- WORK REQUIRED
Read through the listing below, and copy every line where the string "mossy" appears.

- SUPPLIED INFORMATION
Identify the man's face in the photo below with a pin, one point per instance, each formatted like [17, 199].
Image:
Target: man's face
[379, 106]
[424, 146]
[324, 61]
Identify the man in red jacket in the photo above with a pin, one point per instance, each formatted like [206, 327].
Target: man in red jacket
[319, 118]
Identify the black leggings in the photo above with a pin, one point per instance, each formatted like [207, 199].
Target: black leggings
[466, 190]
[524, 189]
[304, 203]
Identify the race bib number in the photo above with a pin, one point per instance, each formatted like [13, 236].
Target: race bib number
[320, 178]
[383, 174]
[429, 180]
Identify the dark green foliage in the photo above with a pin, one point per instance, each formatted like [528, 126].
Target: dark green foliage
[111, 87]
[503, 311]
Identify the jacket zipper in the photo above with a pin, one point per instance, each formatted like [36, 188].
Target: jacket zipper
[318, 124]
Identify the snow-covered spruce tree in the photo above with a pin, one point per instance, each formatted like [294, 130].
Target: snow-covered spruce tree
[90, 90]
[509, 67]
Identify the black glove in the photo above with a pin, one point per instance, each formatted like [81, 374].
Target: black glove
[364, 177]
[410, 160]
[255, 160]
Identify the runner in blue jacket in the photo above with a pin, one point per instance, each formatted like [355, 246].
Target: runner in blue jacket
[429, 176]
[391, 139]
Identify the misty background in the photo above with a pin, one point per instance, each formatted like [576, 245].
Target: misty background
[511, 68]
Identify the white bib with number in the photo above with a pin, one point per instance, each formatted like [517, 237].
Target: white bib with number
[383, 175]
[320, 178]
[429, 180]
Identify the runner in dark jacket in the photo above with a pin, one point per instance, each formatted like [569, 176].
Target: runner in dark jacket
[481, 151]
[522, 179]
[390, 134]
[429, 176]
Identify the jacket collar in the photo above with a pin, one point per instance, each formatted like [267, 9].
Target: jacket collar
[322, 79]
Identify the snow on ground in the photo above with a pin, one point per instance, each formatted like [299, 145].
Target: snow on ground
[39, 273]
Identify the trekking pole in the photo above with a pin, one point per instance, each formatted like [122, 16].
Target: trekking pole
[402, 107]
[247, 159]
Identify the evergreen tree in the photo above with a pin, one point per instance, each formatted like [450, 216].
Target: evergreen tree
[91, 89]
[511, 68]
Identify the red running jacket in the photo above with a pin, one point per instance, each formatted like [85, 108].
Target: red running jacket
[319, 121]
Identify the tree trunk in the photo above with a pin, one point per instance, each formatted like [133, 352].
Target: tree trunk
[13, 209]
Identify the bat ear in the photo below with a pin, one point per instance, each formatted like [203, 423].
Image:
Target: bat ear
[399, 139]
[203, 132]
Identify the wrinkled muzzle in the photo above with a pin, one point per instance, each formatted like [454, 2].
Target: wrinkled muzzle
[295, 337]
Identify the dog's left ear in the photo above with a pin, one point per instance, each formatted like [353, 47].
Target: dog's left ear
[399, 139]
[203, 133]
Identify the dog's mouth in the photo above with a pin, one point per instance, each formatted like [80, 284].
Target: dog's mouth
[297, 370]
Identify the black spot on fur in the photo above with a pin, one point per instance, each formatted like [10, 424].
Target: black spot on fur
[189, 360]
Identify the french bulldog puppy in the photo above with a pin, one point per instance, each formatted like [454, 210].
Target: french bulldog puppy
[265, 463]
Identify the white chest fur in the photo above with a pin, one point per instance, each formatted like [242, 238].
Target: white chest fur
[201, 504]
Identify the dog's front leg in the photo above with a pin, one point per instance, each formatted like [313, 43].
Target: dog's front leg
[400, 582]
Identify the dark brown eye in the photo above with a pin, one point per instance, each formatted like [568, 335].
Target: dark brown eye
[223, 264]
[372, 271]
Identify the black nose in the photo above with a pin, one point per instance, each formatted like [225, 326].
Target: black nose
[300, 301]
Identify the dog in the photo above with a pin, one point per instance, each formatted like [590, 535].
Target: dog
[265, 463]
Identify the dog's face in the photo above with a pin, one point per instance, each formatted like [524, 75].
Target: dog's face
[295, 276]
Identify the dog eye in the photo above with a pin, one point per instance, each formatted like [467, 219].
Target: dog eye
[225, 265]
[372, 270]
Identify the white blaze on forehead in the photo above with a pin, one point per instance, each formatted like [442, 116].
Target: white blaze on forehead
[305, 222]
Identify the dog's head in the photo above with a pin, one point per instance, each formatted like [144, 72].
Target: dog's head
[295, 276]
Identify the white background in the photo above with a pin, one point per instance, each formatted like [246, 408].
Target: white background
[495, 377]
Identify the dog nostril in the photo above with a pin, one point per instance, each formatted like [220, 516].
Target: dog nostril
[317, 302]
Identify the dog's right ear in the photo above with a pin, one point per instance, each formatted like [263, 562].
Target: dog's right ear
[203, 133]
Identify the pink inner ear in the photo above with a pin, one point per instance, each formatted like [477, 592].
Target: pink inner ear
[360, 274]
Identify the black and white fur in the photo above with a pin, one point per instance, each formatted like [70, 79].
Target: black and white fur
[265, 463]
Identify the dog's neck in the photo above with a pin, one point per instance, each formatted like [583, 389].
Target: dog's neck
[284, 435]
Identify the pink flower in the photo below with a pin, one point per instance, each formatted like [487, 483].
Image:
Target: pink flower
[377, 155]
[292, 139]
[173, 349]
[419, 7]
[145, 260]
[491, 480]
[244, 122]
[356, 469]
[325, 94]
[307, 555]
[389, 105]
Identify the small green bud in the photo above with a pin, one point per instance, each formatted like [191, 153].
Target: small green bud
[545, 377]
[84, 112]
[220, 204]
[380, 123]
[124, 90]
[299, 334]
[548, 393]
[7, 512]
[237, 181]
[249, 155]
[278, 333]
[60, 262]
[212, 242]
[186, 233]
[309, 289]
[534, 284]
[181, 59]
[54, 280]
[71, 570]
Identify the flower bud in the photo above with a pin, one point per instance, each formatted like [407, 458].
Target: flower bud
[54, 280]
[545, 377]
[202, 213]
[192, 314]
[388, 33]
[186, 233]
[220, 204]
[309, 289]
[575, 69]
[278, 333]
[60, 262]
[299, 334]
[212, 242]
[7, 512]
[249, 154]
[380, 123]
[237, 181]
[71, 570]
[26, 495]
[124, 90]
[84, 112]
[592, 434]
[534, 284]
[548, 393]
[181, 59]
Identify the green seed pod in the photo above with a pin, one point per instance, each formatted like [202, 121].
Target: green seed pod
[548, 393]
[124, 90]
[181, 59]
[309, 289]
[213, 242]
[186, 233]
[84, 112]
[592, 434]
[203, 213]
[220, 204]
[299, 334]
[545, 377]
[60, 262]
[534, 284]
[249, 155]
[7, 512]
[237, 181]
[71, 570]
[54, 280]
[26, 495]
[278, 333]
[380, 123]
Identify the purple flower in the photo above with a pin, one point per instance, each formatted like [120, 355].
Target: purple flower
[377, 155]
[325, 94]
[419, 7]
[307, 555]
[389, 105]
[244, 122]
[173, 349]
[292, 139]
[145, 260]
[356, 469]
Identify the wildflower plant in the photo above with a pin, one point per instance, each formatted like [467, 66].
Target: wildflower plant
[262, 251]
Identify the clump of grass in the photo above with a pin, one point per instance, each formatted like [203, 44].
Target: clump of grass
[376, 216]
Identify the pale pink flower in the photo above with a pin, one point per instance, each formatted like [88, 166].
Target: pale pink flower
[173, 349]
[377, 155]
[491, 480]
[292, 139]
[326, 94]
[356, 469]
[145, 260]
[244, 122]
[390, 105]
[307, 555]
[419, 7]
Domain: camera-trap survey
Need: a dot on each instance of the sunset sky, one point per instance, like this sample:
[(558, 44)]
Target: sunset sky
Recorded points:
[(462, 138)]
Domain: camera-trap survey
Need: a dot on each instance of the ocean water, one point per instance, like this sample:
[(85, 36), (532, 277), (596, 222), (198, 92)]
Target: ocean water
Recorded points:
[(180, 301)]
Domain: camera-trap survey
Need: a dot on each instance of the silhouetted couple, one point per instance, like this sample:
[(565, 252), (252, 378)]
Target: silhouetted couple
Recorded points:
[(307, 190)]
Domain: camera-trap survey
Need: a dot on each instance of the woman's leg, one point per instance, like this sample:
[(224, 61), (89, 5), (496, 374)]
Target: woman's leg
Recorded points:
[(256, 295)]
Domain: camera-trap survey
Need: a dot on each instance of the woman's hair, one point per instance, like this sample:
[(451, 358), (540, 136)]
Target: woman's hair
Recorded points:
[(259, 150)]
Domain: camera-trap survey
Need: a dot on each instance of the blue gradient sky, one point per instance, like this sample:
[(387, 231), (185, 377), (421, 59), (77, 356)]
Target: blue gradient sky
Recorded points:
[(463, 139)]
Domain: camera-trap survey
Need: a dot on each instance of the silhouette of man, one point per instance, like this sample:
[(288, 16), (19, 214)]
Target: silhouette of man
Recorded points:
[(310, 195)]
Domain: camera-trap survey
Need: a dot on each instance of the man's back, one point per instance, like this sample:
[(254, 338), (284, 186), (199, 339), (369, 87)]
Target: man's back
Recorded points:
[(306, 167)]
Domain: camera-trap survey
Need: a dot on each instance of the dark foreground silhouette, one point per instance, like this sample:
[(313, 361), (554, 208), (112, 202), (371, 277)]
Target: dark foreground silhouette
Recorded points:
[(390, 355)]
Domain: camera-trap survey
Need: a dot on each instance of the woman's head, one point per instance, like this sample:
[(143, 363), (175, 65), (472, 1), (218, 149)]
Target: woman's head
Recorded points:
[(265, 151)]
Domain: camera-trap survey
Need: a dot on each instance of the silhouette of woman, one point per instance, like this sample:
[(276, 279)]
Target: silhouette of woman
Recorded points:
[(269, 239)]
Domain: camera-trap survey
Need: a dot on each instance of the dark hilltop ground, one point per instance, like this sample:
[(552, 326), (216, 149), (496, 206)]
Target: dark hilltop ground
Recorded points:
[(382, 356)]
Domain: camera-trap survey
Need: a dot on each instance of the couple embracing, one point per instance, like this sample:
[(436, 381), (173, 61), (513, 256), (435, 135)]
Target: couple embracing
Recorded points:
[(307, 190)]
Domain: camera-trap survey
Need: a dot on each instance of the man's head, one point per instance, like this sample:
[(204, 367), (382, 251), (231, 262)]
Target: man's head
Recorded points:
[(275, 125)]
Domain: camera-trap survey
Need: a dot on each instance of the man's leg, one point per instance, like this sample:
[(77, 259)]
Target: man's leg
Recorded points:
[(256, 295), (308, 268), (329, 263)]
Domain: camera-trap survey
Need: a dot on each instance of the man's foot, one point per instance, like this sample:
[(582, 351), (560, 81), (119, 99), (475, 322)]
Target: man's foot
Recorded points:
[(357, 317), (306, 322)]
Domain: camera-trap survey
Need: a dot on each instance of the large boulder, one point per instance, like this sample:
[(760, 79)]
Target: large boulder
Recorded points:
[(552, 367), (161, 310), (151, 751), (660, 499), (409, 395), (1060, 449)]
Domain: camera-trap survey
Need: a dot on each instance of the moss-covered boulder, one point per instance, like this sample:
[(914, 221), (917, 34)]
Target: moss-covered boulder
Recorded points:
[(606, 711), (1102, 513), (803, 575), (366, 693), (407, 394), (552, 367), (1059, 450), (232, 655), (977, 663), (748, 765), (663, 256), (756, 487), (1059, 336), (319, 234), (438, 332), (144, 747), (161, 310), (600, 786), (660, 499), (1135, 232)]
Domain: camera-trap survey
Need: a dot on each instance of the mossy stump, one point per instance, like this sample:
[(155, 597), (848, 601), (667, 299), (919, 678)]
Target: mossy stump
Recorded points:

- OUTPUT FOR THIS TASK
Need: a dot on each instance of the mossy stump, one point per instance, like this sample:
Target: mossy stump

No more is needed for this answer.